Stored data entries
»»
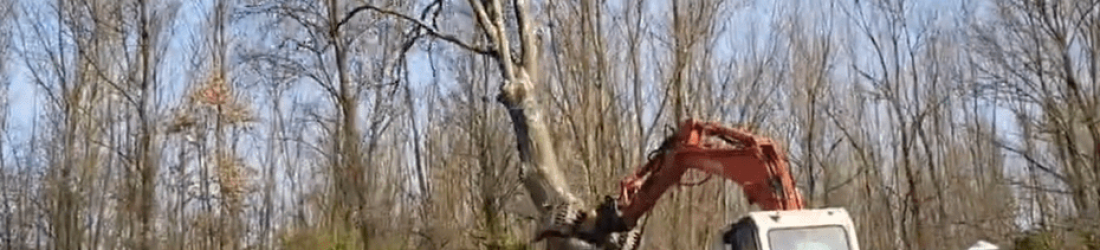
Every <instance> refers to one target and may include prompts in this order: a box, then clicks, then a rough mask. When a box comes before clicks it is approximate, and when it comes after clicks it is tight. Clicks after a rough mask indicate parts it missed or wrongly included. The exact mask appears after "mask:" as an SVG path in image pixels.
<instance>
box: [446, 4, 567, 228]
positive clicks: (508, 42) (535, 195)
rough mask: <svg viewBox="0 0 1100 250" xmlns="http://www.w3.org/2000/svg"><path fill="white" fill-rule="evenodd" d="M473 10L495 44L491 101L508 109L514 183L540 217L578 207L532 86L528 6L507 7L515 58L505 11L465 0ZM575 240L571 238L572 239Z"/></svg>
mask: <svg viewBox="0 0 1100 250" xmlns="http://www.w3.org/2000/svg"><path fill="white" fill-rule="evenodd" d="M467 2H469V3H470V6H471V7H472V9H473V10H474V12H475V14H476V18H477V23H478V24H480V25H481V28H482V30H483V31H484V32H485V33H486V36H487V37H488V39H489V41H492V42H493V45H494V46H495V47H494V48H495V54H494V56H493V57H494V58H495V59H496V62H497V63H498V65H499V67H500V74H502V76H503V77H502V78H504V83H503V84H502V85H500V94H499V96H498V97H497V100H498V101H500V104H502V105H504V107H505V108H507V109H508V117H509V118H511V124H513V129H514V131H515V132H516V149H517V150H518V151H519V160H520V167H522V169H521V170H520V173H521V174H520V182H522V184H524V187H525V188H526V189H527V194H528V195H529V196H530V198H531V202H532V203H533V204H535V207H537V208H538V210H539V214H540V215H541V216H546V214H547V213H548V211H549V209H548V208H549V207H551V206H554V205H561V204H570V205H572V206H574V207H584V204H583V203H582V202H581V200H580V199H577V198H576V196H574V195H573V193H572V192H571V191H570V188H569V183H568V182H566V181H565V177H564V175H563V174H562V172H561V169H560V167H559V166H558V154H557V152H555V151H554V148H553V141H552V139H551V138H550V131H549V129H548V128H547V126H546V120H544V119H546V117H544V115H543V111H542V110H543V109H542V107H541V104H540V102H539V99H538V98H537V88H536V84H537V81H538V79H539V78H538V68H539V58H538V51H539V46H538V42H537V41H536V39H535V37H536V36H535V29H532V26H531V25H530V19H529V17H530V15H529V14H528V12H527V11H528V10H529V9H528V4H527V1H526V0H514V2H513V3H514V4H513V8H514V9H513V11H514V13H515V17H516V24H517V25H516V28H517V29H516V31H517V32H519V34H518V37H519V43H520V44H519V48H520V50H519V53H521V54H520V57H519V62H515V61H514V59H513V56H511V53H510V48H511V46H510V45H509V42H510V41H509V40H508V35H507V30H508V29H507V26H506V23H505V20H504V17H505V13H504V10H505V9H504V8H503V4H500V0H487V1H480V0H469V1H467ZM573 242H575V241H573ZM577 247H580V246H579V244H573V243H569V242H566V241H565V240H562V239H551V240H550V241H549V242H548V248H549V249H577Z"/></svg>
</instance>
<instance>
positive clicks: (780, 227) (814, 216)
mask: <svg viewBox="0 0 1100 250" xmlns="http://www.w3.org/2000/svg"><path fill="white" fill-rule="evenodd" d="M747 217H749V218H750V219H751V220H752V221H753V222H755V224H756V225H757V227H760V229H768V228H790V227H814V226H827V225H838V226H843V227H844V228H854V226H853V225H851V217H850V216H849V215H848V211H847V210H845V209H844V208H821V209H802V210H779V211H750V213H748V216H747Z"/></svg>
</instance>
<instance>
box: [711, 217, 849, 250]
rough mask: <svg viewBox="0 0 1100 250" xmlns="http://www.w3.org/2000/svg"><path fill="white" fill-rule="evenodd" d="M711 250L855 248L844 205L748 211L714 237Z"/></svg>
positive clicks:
««
Problem: Leaving images out, please output every line of the data exactly.

Solution to the problem:
Every <instance> refers to one target and may include prompts in this order: a box, then clicks, then a rough mask. When a box comes before clicks it is approximate, and when it comes after clicks it is tight. Clicks after a rough mask indicate parts it missed or wrongly included. The exact mask appears after "mask:" as an SVG path in image pixels.
<instance>
box: [446, 4, 567, 228]
positive clicks: (508, 42) (535, 195)
rough mask: <svg viewBox="0 0 1100 250" xmlns="http://www.w3.org/2000/svg"><path fill="white" fill-rule="evenodd" d="M473 10L495 44L491 101L508 109L514 183L540 217L578 207L532 86L528 6L507 7L515 58L505 11L465 0ZM575 240L571 238L572 239Z"/></svg>
mask: <svg viewBox="0 0 1100 250" xmlns="http://www.w3.org/2000/svg"><path fill="white" fill-rule="evenodd" d="M467 2H469V3H470V6H471V7H472V9H473V10H474V12H475V14H476V18H477V23H478V24H480V25H481V28H482V30H483V31H484V32H485V33H486V36H487V37H488V39H489V41H492V42H493V45H494V46H495V47H494V48H495V54H494V56H493V57H494V58H495V59H496V62H497V63H498V65H499V67H500V74H502V76H503V77H502V78H504V83H503V84H502V85H500V94H499V96H498V97H497V100H498V101H500V104H502V105H504V107H505V108H507V109H508V117H509V118H511V124H513V129H514V131H515V132H516V149H517V150H518V151H519V160H520V167H522V169H521V170H520V173H521V174H520V182H522V184H524V187H525V188H526V189H527V194H528V195H529V196H530V198H531V202H532V203H533V204H535V207H537V208H538V210H539V214H540V215H541V216H546V214H547V213H548V211H549V209H548V208H549V207H551V206H554V205H561V204H570V205H572V206H574V207H584V204H583V203H582V202H581V200H580V199H577V198H576V196H574V195H573V193H572V192H571V191H570V188H569V183H568V182H566V181H565V177H564V175H563V174H562V172H561V169H560V167H559V166H558V154H557V152H555V151H554V148H553V141H552V139H551V138H550V131H549V129H548V128H547V126H546V120H544V119H546V117H544V115H543V111H542V110H543V109H542V107H541V104H540V102H539V99H538V98H537V88H536V84H537V81H538V79H539V78H538V68H539V58H538V51H539V46H538V42H537V41H536V39H535V37H536V36H535V29H532V26H531V25H530V19H529V17H530V15H529V14H528V12H527V11H528V10H529V9H528V4H527V1H526V0H514V2H513V3H514V4H513V8H514V9H513V11H514V13H515V17H516V24H517V25H516V28H517V29H516V31H517V32H519V34H518V37H519V43H520V44H519V48H520V50H519V53H521V54H520V57H519V62H515V61H514V59H513V56H511V53H510V48H511V46H510V45H509V42H510V41H509V40H508V35H507V30H508V29H507V26H506V23H505V20H504V17H505V13H504V10H505V9H504V8H503V4H500V0H487V1H480V0H469V1H467ZM573 242H575V241H573ZM577 247H580V246H579V244H573V243H569V242H566V241H565V240H562V239H551V240H550V241H549V242H548V248H549V249H577Z"/></svg>
</instance>
<instance>
positive clicks: (780, 227) (814, 216)
mask: <svg viewBox="0 0 1100 250" xmlns="http://www.w3.org/2000/svg"><path fill="white" fill-rule="evenodd" d="M747 217H749V218H750V219H751V220H752V221H753V222H755V224H756V225H757V227H760V229H768V228H790V227H814V226H827V225H838V226H843V227H844V228H854V226H853V225H851V217H850V216H849V215H848V211H847V210H845V209H844V208H821V209H802V210H779V211H750V213H748V216H747Z"/></svg>
</instance>
<instance>
box: [711, 217, 849, 250]
rough mask: <svg viewBox="0 0 1100 250" xmlns="http://www.w3.org/2000/svg"><path fill="white" fill-rule="evenodd" d="M711 250L855 248L844 205L748 211L714 237Z"/></svg>
positive clicks:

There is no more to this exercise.